Written tasks:
**1)** Answer these questions from the text on the bankruptcy dismissal.
(a) What amount did the installment payment order set for each installment?
(b) On what date did the bankruptcy court enter the Dismissal Order?
(c) Through what date did the Dismissal Order bar the Debtor from starting a voluntary case?
**2)** From the text on the bankruptcy dismissal, list every payment date that the installment payment order set.
**3)** Resume the text on the bankruptcy dismissal after its last sentence.

*** Text to read

References to specific statutory sections are to the United States Bankruptcy Code, 11 U.S.C. §§ 101-1532, unless otherwise noted. References to "Rule" are to the Federal Rules of Civil Procedure, and references to "Bankruptcy Rule" are to the Federal Rules of Bankruptcy Procedure.
I. The Bankruptcy Filing and the Installment Payment Order
On August 7, 2023, the Debtor filed a voluntary petition for chapter 13 relief without paying the required filing fee. By its order entered on August 11, 2023, the bankruptcy court granted the Debtor's oral motion to pay the filing fee in installments (the "installment payment order"). That order prescribed four installments of $78.25 each, to be paid on September 6, 2023, October 6, 2023, November 6, 2023, and December 5, 2023. It also warned:
The Debtor filed a prior chapter 13 case that was dismissed in November 2022, under § 1307(c), for failure or inability to obtain confirmation of a plan within a reasonable time.
The bankruptcy court's docket reflects that the court considered the Debtor's oral motion at an August 10, 2023 hearing on an order to show cause why the case should not be dismissed for failure to comply with the credit counseling requirement and to pay the filing fee.
If the debtor misses any of the deadlines set forth in this order, this case will be dismissed without further notice or hearing under 11 U.S.C. § 1307(c) and the Court will impose a ban on the filing of a subsequent bankruptcy petition by the debtor under 11 U.S.C. § 349(a).
Thereafter, the Debtor filed an amended plan of reorganization, and a hearing on confirmation was scheduled for December 14, 2023.
II. The Dismissal Order
After the Debtor failed to pay the third installment toward her filing fee or to request additional time for compliance, the bankruptcy court entered an order on November 20, 2023, dismissing the case for cause under § 1307(c) (the "Dismissal Order"). The Dismissal Order was "with prejudice to the debtor's right to commence a voluntary case under any chapter of the United States Bankruptcy Code in any court through and including April 20, 2024," pursuant to § 349(a).
As grounds for the ban against future filings, the bankruptcy court explained that the Debtor's "performance in connection with [the underlying] case and another recent attempt to obtain chapter 13 relief" had "been woefully deficient." The court elaborated:
In neither case has the debtor shown a good faith effort to perform the duties imposed by law on an individual who seeks a chapter 13 discharge. Chapter 13 is complex, and the debtor has attempted to navigate the process without the benefit of counsel. That said, the debtor has been given as much in the way of explanation and latitude as any litigant can reasonably expect from any court. Based on a review of the filings in this case and in the debtor's prior case-Case No. 22-10117-and based on the representations made by the debtor in multiple hearings in both cases, the Court is left with the definite and firm conviction that the debtor does not understand the importance of (or is not interested in) disclosing the true extent of her financial affairs in connection with a bankruptcy case.
The bankruptcy court highlighted that it had previously warned the Debtor in the installment payment order about the risk of dismissal and added that this warning "should not have come as a surprise to the debtor: similar warnings were given to the debtor during the hearing" on August 10, 2023.

******
*** Dataset records

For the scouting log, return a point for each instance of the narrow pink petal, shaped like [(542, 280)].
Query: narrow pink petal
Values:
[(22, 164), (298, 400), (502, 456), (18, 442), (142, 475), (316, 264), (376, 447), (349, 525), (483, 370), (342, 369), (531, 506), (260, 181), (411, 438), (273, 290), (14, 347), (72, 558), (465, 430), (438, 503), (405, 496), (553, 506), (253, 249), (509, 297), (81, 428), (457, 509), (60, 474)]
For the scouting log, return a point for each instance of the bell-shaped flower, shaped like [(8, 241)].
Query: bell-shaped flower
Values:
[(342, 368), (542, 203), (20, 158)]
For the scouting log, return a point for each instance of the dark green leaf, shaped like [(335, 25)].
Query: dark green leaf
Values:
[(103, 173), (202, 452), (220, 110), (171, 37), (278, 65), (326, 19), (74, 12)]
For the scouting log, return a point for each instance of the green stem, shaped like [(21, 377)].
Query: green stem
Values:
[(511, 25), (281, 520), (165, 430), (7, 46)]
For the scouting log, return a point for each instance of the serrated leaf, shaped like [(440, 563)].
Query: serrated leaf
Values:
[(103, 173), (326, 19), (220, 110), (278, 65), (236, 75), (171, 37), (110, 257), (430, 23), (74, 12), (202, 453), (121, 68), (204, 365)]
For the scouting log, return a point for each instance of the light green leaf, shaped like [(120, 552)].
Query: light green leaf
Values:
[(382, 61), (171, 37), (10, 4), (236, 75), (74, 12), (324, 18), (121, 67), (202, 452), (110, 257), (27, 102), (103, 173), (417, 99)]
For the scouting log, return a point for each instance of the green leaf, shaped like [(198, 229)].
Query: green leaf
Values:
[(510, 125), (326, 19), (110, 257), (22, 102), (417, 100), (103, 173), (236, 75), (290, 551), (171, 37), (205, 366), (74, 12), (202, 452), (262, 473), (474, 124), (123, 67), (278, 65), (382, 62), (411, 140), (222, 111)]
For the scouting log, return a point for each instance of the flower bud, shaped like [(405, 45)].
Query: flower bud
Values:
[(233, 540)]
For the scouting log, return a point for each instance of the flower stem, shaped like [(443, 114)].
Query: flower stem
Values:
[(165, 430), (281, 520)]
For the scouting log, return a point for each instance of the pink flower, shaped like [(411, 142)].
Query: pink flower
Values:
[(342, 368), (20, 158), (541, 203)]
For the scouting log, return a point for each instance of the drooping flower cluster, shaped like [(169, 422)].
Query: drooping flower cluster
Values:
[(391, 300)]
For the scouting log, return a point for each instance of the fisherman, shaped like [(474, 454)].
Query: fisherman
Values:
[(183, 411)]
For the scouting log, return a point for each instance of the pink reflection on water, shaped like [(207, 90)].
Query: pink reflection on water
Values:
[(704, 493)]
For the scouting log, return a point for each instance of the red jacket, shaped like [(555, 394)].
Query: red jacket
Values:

******

Answers to each task:
**1)**
(a) $78.25
(b) November 20, 2023
(c) April 20, 2024

**2)**
September 6, 2023
October 6, 2023
November 6, 2023
December 5, 2023

**3)**
III. The Order Denying Reconsideration
The Debtor filed a motion for reconsideration of the Dismissal Order on November 21, 2023 (the "Reconsideration Motion"), complaining of societal "abuse" and mistreatment by the government and an unnamed educational institution. She attempted to explain:
I am not receiving timely payments and I have been incredibly abused and if I forgot to pay the court fee I apologize. If I can not [sic] combat the abuse that society is tossing at me is that my fault?
The govt [sic] is not disbursing the payments on time. The university will hold the next payment for the 20th until the 27th to maximize the interest profits on the student loans the govt [sic] disburses.
The Debtor did not cite any authority for the requested relief or point to any error by the bankruptcy court in dismissing the case. Instead, she filed a motion seeking permission to submit evidence in support of reconsideration and a "Motion to Stay the Assets" until the reinstatement of her case.
On November 27, 2022 (approximately two weeks before the hearing on confirmation), the bankruptcy court entered an order denying the Reconsideration Motion (the "Order Denying Reconsideration"), concluding that the Debtor's motion did "not meet the standard for reconsideration of a final order under Rules 59 or 60 . . . ." The bankruptcy court reasoned that the Debtor had not identified any error "in dismissing the case when she failed to pay the third installment of her filing fee in a timely manner." It added: "Even if some student loan proceeds were not disbursed to the debtor on the schedule she anticipated-and there is not sufficient evidence in the debtor's motion for the Court to make that factual finding-the debtor nevertheless remained obligated to pay the filing fee installments in a timely manner." In the same order, the bankruptcy court also summarily denied the Debtor's requests for a stay and to submit evidence in support of reconsideration.
IV. The Appeal
The Debtor filed a notice of appeal from the Order Denying Reconsideration. She requested a stay pending appeal, which the bankruptcy court denied. The Debtor then renewed her stay request with the Panel, without success.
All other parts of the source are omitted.